— Instructions —
a – Answer these questions using the passage about the hospital:
(i) Where did Ashya begin proton beam therapy, and on what date?
(ii) Since what year had a Burger King outlet been in the hospital foyer?
(iii) What percentage did the trust score on food quality in the most recent inspection?
b – Continue the passage about the hospital, picking up after its final sentence.

— Document passage —
▶
The Kings were keen to arrange proton beam therapy at a hospital in Prague. When the parents asked what would happen if they refused any kind of treatment, they were told the hospital could seek an emergency protection order. When the child subsequently went missing the hospital informed the police and the CPS issued a warrant for the arrest of the parents. Once it was revealed that the child had left the country, extradition back to the UK was also sought. The family were eventually located in Spain, where the parents were arrested and child put in a high dependency ward in a hospital in Málaga. David Cameron, the prime minister, called for "an urgent outbreak of common sense".

Ashya began proton beam therapy at the Proton Therapy Centre in Prague on 15 September. In late September NHS England agreed to fund the cost of the proton therapy treatment. NHS England had been told by the European Court of Justice to fund treatment abroad in previous cases. In March 2015 the King family announced that the treatment appeared to have been successful and Ashya's most recent scan showed no sign of the tumour.

===Burger King===
There had been a Burger King outlet in the foyer of the hospital since 1997. In November 2014 the Trust announced that they would not be renewing its lease due to expire in 2016 – because it no longer fits with the "healthcare environment" it is trying to create in its main reception area. Hampshire GP Dr Hilary Jones approved and said that in the grip of an obesity problem in the UK, hospitals should be setting a good example to patients. However some patients started a petition against this decision on the basis that hospital food was "of a poor standard. Burger King seems to have a much higher quality of food that's cooked fresh and to order."

A hospital spokesman responded: "The trust, as with all NHS hospitals, is regularly assessed by a variety of independent bodies on all aspects of care, including the quality of patient food. In the most recent of these inspections, the trust scored highly on food quality (92%) according to panel members from the national patient-led assessment team and fully compliant with all of the Care Quality Commission's essential standards, which incorporate quality of food and drink." The fast food outlet was replaced by a Marks & Spencer shop and cafe and a Subway franchise as part of a £2.5m redevelopment which began in mid-2015.
◀
— Information —
▶
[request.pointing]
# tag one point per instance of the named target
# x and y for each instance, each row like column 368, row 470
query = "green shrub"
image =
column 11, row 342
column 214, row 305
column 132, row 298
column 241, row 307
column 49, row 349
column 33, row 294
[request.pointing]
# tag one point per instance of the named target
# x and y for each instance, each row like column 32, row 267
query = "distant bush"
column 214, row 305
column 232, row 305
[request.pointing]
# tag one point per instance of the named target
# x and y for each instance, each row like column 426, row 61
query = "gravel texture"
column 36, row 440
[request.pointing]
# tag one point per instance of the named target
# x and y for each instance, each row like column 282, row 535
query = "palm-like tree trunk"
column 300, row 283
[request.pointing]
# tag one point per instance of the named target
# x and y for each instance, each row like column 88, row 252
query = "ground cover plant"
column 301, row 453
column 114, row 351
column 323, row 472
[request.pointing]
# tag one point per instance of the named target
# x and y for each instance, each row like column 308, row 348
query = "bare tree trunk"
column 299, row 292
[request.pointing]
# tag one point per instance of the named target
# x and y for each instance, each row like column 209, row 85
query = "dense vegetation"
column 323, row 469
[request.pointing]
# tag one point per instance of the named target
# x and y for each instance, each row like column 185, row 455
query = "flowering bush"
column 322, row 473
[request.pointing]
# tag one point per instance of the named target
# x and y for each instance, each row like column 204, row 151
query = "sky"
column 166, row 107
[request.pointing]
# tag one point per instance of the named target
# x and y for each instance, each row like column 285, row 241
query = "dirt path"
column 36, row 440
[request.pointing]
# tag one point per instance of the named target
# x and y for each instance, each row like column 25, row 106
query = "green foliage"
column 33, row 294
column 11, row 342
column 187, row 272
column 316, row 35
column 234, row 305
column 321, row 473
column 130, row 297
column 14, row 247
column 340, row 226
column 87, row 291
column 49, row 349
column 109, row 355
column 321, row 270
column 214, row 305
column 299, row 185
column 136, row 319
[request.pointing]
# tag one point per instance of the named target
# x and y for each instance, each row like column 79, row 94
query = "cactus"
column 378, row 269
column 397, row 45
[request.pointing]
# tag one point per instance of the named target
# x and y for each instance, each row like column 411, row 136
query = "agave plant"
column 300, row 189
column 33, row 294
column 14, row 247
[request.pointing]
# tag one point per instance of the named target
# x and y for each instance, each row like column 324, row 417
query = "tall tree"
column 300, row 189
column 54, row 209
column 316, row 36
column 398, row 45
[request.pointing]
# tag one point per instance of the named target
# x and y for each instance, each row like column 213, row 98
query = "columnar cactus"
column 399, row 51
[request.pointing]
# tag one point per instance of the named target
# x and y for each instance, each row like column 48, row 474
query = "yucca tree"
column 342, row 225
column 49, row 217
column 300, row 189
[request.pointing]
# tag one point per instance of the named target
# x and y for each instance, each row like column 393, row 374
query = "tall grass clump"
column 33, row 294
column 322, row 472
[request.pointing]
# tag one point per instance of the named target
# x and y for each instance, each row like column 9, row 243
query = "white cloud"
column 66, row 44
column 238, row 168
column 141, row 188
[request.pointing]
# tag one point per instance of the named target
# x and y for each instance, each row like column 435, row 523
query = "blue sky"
◀
— Answers for the tasks —
a –
(i) At the Proton Therapy Centre in Prague, on 15 September.
(ii) 1997.
(iii) 92%.

b –
==Media coverage==
The hospital was the location for the daytime TV fly-on-the-wall documentary series, The General, and its successor, City Hospital, as well as the ITV documentary series Trauma: Level One. The neighbouring Princess Anne Hospital was the setting of the first two series of Channel 4's One Born Every Minute. Broadcast in 2024, the sixth series of BBC Two's Surgeons: At the Edge of Life was filmed at the hospital, highlighting some of the diverse range of surgeries that take place there.

== Notable alumni ==

- Edith Maud Lyle (1879–1965), ARRC, RRC. Lyle trained at Shirley Warren Infirmary, Southampton from 1905 to 1908, and then went into military nursing, working for Queen Alexandra's Military Families Service. She rose to the rank of acting matron in the Territorial Force Nursing Service, from 1915-1917, and was promoted substantively in 1933 in the Queen Alexandra's Imperial Military Nursing Service. Lyle served in France during the First World War, and was matron in charge of a hospital ship St David, and was mentioned in despatches. Between the wars she served in Egypt, and with the army of occupation in the Rhine, Germany. Lyle retired in 1934/6, but volunteered to serve again in 1939 and ran a welfare centre in Bordon, Hampshire. She was a founding member of the College of Nursing (later Royal College of Nursing), a registered Midwife, and midwifery teacher for the Central Midwives Board.